» Consignes:
• A. Parmi les lignes de données ci-dessous, relevez chacune de celles qui contiennent la chaîne « window », en respectant la casse.
• B. Prolongez le texte intitulé « Philosophie de sous-sol » au-delà de sa dernière phrase.

» Texte:
Philosophie de sous-sol



Un jour j’étais jeune ça fait longtemps on avait accroché sur une expression je me rappelle plus d’où elle sortait, peut-être d’un plat de pâté chinois. C’est pas vraiment important de toute façon, l’origine des choses.

Mais c’était : « Quand y’en n’a pus, y’en a encore. »

On l’a tellement répété cette phrase-là. Vous avez pas idée.

Je savais pas dans le temps que ça allait me suivre toute ma vie. Que toute, dans la vie, c’est jamais vraiment fini.


Le 22 avril



By the way aujourd’hui c’est le Jour de la Terre. Oubliez pas de sauver un cup de plastique d’une fin atroce dans une décharge. C’est important. Ça permet de se sentir moins mal les autres jours de l’année.



Je pense que l’idée de frencher le petit hottie du bureau m’excitait plus que le hottie lui-même. 

Je sais pas si je vais lui dire.







Correria & Agwa



Quinze hommes musclés. Quasi tout le temps torse nu. Sur la scène.

Ils sont beaux en plus ils savent danser.

Ça m’a ramenée au Brésil. Aux garçons qui te prennent sans te demander ton avis, et qui te font onduler en plein milieu du carnaval de Rio. Aux garçons qui glissent leurs mains entre tes hanches et celles de ton copain, dès qu’il y a un pouce de libre. Aux garçons qui te parlent de leur femme, pendant qu’ils embrassent leur maîtresse dans ta face. Aux garçons qui sont plein de sel et de sable parce qu’ils sont toujours dans la mer. Aux garçons qui ont les yeux qui brillent quand ils te regardent parce que tu sais, ils aiment vraiment ça le sexe.

(Données)

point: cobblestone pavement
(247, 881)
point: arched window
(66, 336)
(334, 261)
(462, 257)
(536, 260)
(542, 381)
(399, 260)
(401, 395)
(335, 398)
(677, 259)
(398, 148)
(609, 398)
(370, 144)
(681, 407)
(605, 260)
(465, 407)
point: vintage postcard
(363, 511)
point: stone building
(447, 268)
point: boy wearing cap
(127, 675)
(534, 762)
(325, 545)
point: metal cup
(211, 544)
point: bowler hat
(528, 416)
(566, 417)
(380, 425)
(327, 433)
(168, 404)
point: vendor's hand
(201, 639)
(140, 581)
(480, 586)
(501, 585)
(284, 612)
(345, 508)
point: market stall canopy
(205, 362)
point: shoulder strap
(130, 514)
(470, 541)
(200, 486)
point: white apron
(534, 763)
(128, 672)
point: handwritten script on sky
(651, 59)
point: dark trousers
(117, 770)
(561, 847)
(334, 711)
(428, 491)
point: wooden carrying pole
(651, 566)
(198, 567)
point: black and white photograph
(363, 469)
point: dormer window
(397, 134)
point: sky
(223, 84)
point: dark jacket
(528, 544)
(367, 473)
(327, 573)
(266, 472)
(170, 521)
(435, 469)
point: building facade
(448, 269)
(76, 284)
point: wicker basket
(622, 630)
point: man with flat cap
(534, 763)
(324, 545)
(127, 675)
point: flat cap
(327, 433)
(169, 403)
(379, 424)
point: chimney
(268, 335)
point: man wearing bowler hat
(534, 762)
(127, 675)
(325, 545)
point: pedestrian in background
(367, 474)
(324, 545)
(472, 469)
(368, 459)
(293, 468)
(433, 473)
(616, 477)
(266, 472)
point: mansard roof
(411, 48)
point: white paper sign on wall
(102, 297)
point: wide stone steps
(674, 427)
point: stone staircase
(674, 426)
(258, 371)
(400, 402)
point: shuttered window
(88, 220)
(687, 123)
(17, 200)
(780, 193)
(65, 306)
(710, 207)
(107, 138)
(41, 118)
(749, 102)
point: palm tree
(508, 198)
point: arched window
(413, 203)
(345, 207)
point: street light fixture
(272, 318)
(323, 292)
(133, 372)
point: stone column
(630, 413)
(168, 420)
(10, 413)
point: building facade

» Réponses attendues:
• A.
point: arched window
point: dormer window
point: shuttered window
point: arched window

• B.
Il paraît que c’était des enfants des favelas. 

À la fin ils dansaient avec des colonnes de verres en plastique qu’ils ont lancées dans les airs. Les verres sont tombés comme des confettis géants et un peu plus tard, tout le monde a applaudi très fort.

Je suis sûre que même ceux qui étaient assis dans le fond, ils voyaient les six pack des danseurs.



Je suis retournée tu sais, au café où il travaille. Comme pas été capable de m’en empêcher. Je suis arrivée pas longtemps avant le close. Je le savais que ça fermait dans une demi-heure. Je commande une bière. On n’en sert plus après 15h qu’il me dit. Veux-tu un smoothie?

Je me suis assise au comptoir et j’ai regardé les clients passer. Quand c’était tranquille on se parlait un peu. De rien de spécial.

Ils ont fermé je suis resté là. Il passait un chiffon sur le comptoir. 

J’ai appris qu’il avait un chalet dans le bois.

Pis je l’ai trouvé juste encore plus parfait.

Fahrenheit 77



L’été j’aime ça parce que je peux sortir mes lunettes de pitoune.

L’hiver j’ai des bottes de salope que je mets des fois mais d’habitude je me pète la gueule à cause des talons.

Les lunettes, c’est moi dangereux et ça rocke plus.



On était assis sur le bord du canal. J’ai toujours rêvé d’aller frencher là. Nos vélos étaient pas loin, dans le gazon. Il était pas trop tard. L’heure où tu vois encore clair, mais le jour est fini. D’habitude c’est l’heure où ça commence à sentir le barbecue.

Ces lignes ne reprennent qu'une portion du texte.